Source data:
## START

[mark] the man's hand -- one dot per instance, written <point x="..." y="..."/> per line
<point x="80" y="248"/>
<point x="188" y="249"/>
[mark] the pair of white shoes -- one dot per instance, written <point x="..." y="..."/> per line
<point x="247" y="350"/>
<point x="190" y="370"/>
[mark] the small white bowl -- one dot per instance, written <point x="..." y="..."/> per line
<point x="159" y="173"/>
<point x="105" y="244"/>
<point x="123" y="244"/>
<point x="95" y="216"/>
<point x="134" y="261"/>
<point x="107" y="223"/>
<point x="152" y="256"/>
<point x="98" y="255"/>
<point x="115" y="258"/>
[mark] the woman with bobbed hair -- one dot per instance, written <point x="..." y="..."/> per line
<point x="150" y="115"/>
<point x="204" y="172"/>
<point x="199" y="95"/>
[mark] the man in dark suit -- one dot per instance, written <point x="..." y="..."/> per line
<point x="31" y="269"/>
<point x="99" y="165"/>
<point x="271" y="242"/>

## END

Aim = Write out every record, exactly as written.

Answer to the exercise =
[mark] the man's hand -- one dot per instance, written <point x="..." y="..."/> per line
<point x="80" y="248"/>
<point x="188" y="249"/>
[mark] the pair of white shoes -- one dot per instance, written <point x="..." y="..."/> per line
<point x="247" y="350"/>
<point x="190" y="370"/>
[mark] the small white bowl -- one dot per instance, written <point x="..." y="..."/> per line
<point x="159" y="173"/>
<point x="105" y="244"/>
<point x="123" y="244"/>
<point x="95" y="216"/>
<point x="134" y="261"/>
<point x="107" y="223"/>
<point x="152" y="256"/>
<point x="98" y="255"/>
<point x="115" y="258"/>
[mark] the woman with bobbed hair -- one dot per instance, written <point x="..." y="..."/> per line
<point x="150" y="115"/>
<point x="204" y="172"/>
<point x="199" y="95"/>
[mark] the man in dark suit -- one dot per instance, written <point x="..." y="..."/> per line
<point x="31" y="269"/>
<point x="99" y="165"/>
<point x="271" y="242"/>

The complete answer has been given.